**Document section:**

---------------

Brown, William Wells, ca. 1814-1884. The Anti-Slavery Harp: A Collection of Songs for Anti-Slavery Meetings. Boston: B. Marsh, 1851.
Born into slavery in Kentucky, Brown escaped to Ohio in 1834 at the age of 20. He settled in Boston, Massachusetts, where he worked for abolitionist causes and became a prolific writer. Appended to Brown’s published collection of antislavery songs are 24 manuscript pages of additional songs written by an unidentified compiler.
Simms, William Gimore, 1806-1870. Woodcraft, or, Hawks about the Dovecote: A Story of the South at the Close of the Revolution. New York: Redfield, 1854
Critics generally agree that Simms’s finest novel is Woodcraft, a tale about the close of the American Revolution in South Carolina. But some critics have read Woodcraft, with its view of a coherent, hierarchical plantation society, as a rebuttal to Uncle Tom’s Cabin, which had come out in 1852. During a lecture tour in New York in 1856, speaking on “South Carolina in the Revolution,” Simms asserted his native state’s contributions to the country’s history and attacked the antislavery movement for its “defamation” of South Carolina. So negative were the reviews of his first lecture that Simms cancelled the remainder of his engagements. From that point on he became an ardent advocate of southern secession.

---------------

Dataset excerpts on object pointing

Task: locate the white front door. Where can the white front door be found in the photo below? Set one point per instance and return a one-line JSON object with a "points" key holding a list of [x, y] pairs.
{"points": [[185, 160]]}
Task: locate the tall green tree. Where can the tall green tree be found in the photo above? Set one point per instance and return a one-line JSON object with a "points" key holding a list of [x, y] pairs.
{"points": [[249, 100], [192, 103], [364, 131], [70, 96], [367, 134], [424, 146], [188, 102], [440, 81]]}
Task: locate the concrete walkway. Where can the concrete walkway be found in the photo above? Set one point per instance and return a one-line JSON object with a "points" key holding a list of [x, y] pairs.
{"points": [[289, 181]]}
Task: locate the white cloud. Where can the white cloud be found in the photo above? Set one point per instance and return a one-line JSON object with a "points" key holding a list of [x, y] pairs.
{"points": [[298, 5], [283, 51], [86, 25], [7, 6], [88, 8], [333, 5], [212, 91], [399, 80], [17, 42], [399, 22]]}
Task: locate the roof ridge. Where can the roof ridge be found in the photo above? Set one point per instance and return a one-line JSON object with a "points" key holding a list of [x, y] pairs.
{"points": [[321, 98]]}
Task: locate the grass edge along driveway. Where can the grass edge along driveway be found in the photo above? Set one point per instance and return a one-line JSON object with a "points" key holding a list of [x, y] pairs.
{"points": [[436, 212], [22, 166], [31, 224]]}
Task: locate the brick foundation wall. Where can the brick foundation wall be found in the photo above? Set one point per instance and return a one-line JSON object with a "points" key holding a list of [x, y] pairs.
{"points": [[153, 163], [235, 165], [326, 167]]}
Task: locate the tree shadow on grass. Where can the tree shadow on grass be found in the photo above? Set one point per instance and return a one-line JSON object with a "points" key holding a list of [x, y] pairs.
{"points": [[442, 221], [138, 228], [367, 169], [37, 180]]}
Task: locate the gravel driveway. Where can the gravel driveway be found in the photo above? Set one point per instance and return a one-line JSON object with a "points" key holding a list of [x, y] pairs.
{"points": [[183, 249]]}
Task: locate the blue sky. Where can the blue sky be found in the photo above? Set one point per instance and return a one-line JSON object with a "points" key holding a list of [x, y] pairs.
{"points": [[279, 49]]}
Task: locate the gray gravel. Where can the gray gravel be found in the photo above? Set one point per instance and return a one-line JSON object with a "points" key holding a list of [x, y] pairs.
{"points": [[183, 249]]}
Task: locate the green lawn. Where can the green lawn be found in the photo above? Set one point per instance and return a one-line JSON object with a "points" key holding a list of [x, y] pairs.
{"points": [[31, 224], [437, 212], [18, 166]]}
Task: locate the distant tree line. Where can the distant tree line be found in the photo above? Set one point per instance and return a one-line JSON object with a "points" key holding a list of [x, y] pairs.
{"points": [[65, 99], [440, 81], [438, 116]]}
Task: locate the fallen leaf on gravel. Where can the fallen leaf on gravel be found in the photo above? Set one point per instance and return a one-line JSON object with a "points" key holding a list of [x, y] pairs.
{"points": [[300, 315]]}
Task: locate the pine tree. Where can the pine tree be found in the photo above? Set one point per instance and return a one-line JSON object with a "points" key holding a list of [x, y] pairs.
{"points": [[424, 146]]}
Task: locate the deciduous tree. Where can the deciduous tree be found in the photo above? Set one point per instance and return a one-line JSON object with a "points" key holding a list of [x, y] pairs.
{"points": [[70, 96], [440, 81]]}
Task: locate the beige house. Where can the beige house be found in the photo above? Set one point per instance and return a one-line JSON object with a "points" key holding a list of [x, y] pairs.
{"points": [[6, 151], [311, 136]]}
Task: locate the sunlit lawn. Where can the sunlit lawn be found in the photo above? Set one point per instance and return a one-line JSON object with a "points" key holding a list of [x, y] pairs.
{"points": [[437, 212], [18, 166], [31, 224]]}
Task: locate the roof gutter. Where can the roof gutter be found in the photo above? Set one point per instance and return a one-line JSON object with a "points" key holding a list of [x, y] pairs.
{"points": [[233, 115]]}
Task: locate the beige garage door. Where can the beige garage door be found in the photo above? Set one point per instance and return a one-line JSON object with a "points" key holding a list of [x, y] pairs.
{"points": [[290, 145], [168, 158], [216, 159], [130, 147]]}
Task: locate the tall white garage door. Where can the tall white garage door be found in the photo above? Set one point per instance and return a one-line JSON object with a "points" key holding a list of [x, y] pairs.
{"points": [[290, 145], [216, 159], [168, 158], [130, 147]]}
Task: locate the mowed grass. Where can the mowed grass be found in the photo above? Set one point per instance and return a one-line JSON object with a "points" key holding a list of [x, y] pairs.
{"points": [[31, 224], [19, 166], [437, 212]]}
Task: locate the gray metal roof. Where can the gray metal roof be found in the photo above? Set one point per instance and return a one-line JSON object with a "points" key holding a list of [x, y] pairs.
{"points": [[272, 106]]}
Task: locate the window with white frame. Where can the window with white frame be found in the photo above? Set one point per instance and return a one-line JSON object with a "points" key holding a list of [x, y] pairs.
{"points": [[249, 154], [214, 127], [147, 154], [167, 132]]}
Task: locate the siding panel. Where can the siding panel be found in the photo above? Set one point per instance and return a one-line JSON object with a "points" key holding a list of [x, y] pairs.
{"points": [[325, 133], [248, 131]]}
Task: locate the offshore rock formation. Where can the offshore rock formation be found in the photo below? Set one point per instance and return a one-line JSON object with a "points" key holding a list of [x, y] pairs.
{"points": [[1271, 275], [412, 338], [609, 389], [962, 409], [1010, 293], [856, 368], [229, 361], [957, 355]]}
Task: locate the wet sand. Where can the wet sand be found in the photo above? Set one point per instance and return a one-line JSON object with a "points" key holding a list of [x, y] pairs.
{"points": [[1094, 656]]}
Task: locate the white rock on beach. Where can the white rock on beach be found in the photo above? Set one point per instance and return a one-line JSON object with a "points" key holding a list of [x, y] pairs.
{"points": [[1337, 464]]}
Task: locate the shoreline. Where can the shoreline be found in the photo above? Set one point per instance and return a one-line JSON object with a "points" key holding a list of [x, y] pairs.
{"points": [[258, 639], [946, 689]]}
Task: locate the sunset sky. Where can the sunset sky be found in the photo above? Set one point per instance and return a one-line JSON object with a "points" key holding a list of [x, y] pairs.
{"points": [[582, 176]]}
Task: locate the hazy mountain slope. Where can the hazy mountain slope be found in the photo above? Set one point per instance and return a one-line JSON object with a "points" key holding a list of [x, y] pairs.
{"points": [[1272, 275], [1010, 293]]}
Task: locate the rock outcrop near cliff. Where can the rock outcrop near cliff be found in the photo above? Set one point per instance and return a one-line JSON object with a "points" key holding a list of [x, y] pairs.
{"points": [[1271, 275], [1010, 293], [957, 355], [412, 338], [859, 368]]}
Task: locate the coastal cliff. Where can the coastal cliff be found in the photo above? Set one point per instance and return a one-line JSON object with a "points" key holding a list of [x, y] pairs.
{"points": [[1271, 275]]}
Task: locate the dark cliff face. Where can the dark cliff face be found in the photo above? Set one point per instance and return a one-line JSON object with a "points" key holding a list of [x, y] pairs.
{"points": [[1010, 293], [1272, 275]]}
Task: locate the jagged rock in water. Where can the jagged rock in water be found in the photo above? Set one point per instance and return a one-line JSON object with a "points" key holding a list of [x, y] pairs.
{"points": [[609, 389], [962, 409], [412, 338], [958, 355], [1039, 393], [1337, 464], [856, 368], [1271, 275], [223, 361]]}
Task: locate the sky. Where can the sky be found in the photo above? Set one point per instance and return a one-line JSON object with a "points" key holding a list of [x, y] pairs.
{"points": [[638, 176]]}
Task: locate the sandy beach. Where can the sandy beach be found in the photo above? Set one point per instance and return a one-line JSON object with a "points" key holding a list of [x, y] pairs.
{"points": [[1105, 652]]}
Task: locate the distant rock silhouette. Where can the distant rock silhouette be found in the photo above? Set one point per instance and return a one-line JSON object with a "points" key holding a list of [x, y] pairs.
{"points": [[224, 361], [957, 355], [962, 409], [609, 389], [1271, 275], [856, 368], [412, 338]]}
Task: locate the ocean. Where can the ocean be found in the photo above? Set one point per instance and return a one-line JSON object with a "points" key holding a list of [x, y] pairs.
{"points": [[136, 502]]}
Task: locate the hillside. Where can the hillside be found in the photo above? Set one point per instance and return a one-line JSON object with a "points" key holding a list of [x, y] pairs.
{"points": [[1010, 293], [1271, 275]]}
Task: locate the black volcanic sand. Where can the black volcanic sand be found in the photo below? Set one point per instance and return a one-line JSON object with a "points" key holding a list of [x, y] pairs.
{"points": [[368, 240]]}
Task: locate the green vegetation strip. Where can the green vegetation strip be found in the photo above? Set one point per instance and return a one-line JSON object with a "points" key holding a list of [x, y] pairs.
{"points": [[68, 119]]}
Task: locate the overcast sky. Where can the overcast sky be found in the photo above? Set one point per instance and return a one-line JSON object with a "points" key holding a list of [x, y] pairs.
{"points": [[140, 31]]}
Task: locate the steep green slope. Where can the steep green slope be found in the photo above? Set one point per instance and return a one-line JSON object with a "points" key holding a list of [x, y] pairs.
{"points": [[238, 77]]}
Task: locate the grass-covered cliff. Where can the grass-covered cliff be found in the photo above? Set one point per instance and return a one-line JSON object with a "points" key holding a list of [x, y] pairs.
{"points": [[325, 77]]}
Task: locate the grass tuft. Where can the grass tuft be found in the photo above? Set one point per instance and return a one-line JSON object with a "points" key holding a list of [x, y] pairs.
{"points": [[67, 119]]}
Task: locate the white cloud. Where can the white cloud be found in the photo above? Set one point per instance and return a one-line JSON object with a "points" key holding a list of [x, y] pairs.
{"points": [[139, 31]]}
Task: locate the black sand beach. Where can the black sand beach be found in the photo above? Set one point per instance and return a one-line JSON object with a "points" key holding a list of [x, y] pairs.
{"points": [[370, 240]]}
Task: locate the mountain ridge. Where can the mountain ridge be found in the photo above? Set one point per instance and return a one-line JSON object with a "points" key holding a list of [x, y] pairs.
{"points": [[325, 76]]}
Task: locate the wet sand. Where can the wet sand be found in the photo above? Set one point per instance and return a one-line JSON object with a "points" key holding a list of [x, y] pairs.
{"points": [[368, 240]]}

---------------

**Directives:**
A - Reproduce the part of the descriptions of nineteenth-century books on slavery that starts with "Brown, William Wells, ca." and goes on through "an unidentified compiler.".
B - Extend the descriptions of nineteenth-century books on slavery from the point where they stop.
These rows have no connection to the descriptions of nineteenth-century books on slavery.

**Results for the exercise:**
A -
Brown, William Wells, ca. 1814-1884. The Anti-Slavery Harp: A Collection of Songs for Anti-Slavery Meetings. Boston: B. Marsh, 1851.
Born into slavery in Kentucky, Brown escaped to Ohio in 1834 at the age of 20. He settled in Boston, Massachusetts, where he worked for abolitionist causes and became a prolific writer. Appended to Brown’s published collection of antislavery songs are 24 manuscript pages of additional songs written by an unidentified compiler.

B -
Douglass, Frederick. My Bondage and My Freedom: Part I - Life As a Slave, Part II- Life As a Freeman. New York: Miller, Orton & Mulligan, 1855.
Frederick Douglass was born into slavery in Maryland in 1818 and, after his escape in 1838, repeatedly risked his own freedom as a prominent anti-slavery lecturer, writer, and publisher. In this autobiography, Douglass recounts his transformation from from slave to fugitive to world-renowned abolitionist, orator, and author, whose legacy of social, intellectual, and political thought is unmatched.
Helper, Hinton Rowan, 1829-1909. The Impending Crisis of the South: How to Meet It. New York: A.B. Burdick, 1860.
In The Impending Crisis of the South, the North Carolina author Hilton Rowan Helper argued that slavery hurt the economic prospects of non-slaveholders, and that it was an impediment to the growth of the entire region of the South. Republicans used the book as a propaganda tool in the successful 1860 presidential campaign of Abraham Lincoln. Although Helper opposed slavery, following the war, he wrote three racist tracts advocating deportation of blacks to Africa or Latin America.
Boyd, Belle, 1844-1900. Belle Boyd in Camp and Prison. London: Saunders, Otley, and Co., 1865.
Belle Boyd was a Confederate spy during the American Civil War. She operated from her father's hotel in Front Royal, Virginia, and provided valuable information to Confederate military officials, notably General Stonewall Jackson. In this memoir she presents a sensational, highly embellished account of her work as a spy for the Confederacy.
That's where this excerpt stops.